### TASK DIRECTIONS
Return every record verbatim.

### SUPPLIED INFORMATION

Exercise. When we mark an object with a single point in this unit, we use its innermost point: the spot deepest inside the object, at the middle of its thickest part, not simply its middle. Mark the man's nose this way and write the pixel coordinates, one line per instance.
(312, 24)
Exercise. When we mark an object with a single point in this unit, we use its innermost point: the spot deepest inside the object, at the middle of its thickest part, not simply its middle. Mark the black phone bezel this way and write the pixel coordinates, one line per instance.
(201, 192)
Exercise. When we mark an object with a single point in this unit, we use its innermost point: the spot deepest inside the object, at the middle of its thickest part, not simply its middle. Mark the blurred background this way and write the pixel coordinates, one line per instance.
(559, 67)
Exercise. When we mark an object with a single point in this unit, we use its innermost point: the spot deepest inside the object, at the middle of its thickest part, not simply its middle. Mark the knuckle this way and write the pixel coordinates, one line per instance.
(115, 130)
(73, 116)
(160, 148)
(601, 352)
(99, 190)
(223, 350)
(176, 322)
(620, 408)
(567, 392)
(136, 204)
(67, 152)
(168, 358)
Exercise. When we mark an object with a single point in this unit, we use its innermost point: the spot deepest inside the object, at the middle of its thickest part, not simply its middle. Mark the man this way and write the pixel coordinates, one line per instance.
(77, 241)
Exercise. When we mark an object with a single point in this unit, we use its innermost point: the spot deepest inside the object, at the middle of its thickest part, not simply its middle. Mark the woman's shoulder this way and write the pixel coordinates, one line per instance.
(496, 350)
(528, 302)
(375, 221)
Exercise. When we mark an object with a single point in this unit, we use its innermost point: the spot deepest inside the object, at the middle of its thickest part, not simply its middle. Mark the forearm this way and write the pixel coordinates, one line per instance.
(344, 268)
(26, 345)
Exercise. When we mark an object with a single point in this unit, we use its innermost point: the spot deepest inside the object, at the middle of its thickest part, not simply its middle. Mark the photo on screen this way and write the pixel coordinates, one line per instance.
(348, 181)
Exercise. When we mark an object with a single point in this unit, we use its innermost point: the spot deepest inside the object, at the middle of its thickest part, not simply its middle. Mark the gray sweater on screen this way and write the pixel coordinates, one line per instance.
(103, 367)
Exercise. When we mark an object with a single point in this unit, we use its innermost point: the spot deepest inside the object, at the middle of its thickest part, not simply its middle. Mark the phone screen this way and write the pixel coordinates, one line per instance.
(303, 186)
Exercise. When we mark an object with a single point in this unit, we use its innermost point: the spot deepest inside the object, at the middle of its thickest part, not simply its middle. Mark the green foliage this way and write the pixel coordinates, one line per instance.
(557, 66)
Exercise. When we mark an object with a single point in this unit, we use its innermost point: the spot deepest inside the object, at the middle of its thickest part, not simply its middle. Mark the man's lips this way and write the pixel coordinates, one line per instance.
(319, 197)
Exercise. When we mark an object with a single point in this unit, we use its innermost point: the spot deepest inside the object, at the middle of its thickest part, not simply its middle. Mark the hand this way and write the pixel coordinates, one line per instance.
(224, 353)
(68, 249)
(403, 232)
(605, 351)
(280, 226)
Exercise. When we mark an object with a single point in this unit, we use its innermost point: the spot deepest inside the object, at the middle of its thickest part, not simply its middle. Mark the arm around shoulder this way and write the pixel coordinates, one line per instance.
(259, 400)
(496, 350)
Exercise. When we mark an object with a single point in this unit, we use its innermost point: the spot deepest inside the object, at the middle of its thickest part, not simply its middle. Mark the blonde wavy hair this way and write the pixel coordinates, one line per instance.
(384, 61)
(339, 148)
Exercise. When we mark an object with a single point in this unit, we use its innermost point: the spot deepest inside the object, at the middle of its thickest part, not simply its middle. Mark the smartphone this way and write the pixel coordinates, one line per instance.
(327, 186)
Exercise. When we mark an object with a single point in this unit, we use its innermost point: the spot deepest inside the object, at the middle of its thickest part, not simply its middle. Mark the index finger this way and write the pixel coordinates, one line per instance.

### THE OUTPUT
Exercise. When we mark an object with a single point in this unit, we use its innermost point: the spot deepest inside the object, at the middle of its thickest part, not simply its middle. Mark the man's nose this way and write the pixel coordinates, one line per instance.
(312, 24)
Exercise. When we mark an object with a single point in this unit, we use its innermost point: the spot deepest inside the object, at the middle of its thickest part, not simply its middle. Mark the black phone bezel this way and write the pixel coordinates, one line per instance.
(201, 192)
Exercise. When we mark an object with a single point in this unit, we use its innermost point: the spot deepest inside the object, at the middle of its thickest part, not simply its middle. Mark the blurred background this way and write the pixel coordinates, one line per instance.
(559, 67)
Exercise. When we mark an object with a single point in this unit, we use its innermost point: the spot deepest inside the object, at the middle of its thickest part, not simply its middle. Mark the knuckle this way and write the pixel coordinates, one line per instance.
(115, 130)
(73, 116)
(160, 148)
(601, 352)
(99, 190)
(223, 350)
(176, 322)
(620, 408)
(567, 392)
(136, 204)
(67, 152)
(168, 358)
Exercise. When we mark an object with a single point in this unit, we use its innermost point: the spot deepest inside the object, at the middle of its thickest part, not simply its middle. Mark the man this way and write the pixel coordinates, one line per instance.
(77, 241)
Exercise. When we mark an object with a single point in this unit, we use its innermost point: the spot deepest inside the object, at the middle of its thickest part, not simply its middle. Mark the woman's shoulder this way and write the pixel coordinates, one line per instance.
(496, 350)
(528, 302)
(375, 221)
Exercise. When we mark an object with a single point in this unit, we use its innermost point: the spot deepest inside the object, at the middle of its thickest part, not simply its middle. Mark the forearm this way and write the pixel coordinates, one line per instance.
(344, 268)
(26, 345)
Exercise. When we mark an object with a single point in this unit, we use its innermost point: the spot deepest inside the object, at the middle of its thickest part, not simply its middle. Mark the photo on screen this way and write the pixel coordinates, one line per instance.
(348, 181)
Exercise. When we mark an object with a single point in this unit, we use its innermost point: the spot deepest inside the object, at the middle of its thickest part, not simply its middle. Mark the gray sweater on screen this way and write the pixel coordinates, one line per instance.
(103, 367)
Exercise. When we mark an object with a single point in this unit, we use its innermost point: the spot deepest inside the object, at the middle of its thickest part, not simply its middle. Mark the phone screen this way and write the pixel coordinates, one line per instance.
(303, 186)
Exercise. When we mark an object with a single point in this unit, we use its innermost point: the spot deepest inside the object, at the middle of its thickest part, not simply its middle. Mark the green foliage this way and write the pixel coordinates, one line per instance.
(557, 66)
Exercise. When we mark an object with a single point in this unit, we use its innermost point: the spot deepest inside the object, at the middle of its thickest part, not simply its middle. Mark the man's lips this way and write the pixel coordinates, one line per instance.
(319, 197)
Exercise. When we mark an object with a single point in this unit, we use its innermost point: the spot deepest inside the object, at the middle of its thickest part, not simply its middle. Mark the hand this way and write the pixel coordinates, one line per instance.
(224, 353)
(68, 249)
(403, 232)
(605, 351)
(280, 226)
Exercise. When we mark an object with a single point in this unit, we use its innermost point: the spot deepest inside the object, at the middle of its thickest part, not simply its middle. Mark the arm around shoulder this way and write the pixel coordinates, one line per instance.
(259, 400)
(496, 350)
Exercise. When we mark an object with a single point in this unit, we use its innermost point: the spot deepest inside the object, at the middle of its thickest part, not simply its middle. Mark the blonde wavy hair this way and write the pixel coordinates, one line per instance.
(384, 61)
(339, 148)
Exercise. When we mark an object with a single point in this unit, we use its innermost point: the spot deepest inside the object, at the middle of its thickest part, not simply its middle. Mark the smartphone this way and write the pixel coordinates, one line per instance.
(327, 186)
Exercise. When we mark an object with a single point in this unit, we use its innermost point: the spot deepest inside the object, at the middle of its thickest part, not simply its middle. Mark the index finger this way and write the pixel coordinates, one line per instance.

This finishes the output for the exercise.